**PROBLEM STATEMENT**: Reproduce, word for word, the part of the tackle discussion below starting with "Owies pinnned both" and going on through "the same. Simples.".

Owies pinnned both arms leaving the ball carrier no chance to brace for impact.

I'm not sure how anyone can't see that. And because they are different, they are, by extension, not the same. Simples.
Agree.

Also, in the Owies tackle, Higgins is propelled straight forwards and his head hits the turf directly, Cadman is more side on, with his shoulder making primary contact to the ground, the head contact secondary.

Significantly different.
 
Agree.

Also, in the Owies tackle, Higgins is propelled straight forwards and his head hits the turf directly, Cadman is more side on, with his shoulder making primary contact to the ground, the head contact secondary.

Significantly different.
I genuinely don't understand the melts about this decision. Are there other decisions from this year which went the other way? The grading system is based around impact. Higgins went face first into the turf at speed and looked rattled afterwards. Cadman barely touched the turf and was completely unphased from it. I know I'm a biased dogs tragic but the uproar is ridiculous.

**MATERIAL SHOWN**:
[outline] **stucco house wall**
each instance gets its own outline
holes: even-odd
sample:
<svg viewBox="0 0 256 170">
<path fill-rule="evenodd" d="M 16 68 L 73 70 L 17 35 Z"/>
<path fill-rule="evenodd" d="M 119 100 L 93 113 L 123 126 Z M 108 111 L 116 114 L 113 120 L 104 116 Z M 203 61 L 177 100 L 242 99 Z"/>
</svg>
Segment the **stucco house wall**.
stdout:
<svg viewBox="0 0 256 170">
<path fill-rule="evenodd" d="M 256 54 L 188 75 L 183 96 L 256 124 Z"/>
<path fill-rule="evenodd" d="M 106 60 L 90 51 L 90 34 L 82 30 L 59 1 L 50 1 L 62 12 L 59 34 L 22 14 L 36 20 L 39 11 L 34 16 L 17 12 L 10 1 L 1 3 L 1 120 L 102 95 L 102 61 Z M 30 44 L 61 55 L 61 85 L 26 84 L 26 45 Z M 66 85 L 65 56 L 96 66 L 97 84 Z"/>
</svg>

**TASK ANSWER**:
Owies pinnned both arms leaving the ball carrier no chance to brace for impact.

I'm not sure how anyone can't see that. And because they are different, they are, by extension, not the same. Simples.